▶ _Task_: Reproduce word for word the stretch of the Fortran loop-iterator thread from "PS: Found it, where" through "matters and so on.".

▶ _Document section_:
---
If the standard committee decided to abandon this rule, it should have been clearly stated. Instead, we have contradicting clauses in the very same section of the standard.
Point the lecturer at this discussion!
And well done for digging
The left-to-right refers to how the expression is parsed (“interpretation”). The subsequent section (“evaluation”) states that it needs not honor the expression as parsed and can replace it.
1 Like
So, what is exactly the rule for the type of the iterator? Is this standard, or a coincidence that it works with three compilers?
program testit
use,intrinsic::iso_fortran_env,only:int8,int16,int32,int64
integer(kind=int64) I
do i=1,huge(0_int32)
! do stuff
enddo
write(*,*)i
Since everyone was just citing the standard, I was wondering what the type of the iterator was allowed to be and whether it is specified what type is used. I was actually expecting to see something saying it had to be of default integer kind but did not see it right away; thinking this might be non-standard and a side-effect of the compilers allowing other iterator types like reals as an extension.
Does not eliminate the same issue with huge(0_int64), but lets you iterator over all the int32 values (although infinity/huge(0_int32) is still a pretty big number 
)
PS: Found it, where it specifies M1, M2, M3 are the same type as the iterator, so that is standard, but could cause problems in the body of the loop if the type of the iterator matters and so on.
---
▶ _Provided data_:
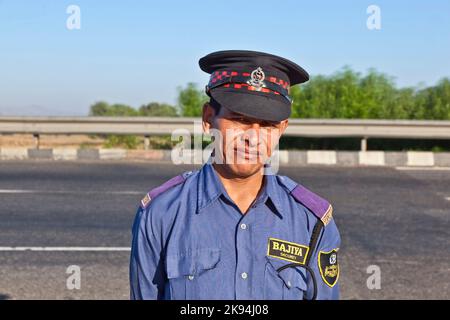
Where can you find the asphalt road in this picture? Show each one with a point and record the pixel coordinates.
(397, 220)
---
▶ _Finished answer_:
PS: Found it, where it specifies M1, M2, M3 are the same type as the iterator, so that is standard, but could cause problems in the body of the loop if the type of the iterator matters and so on.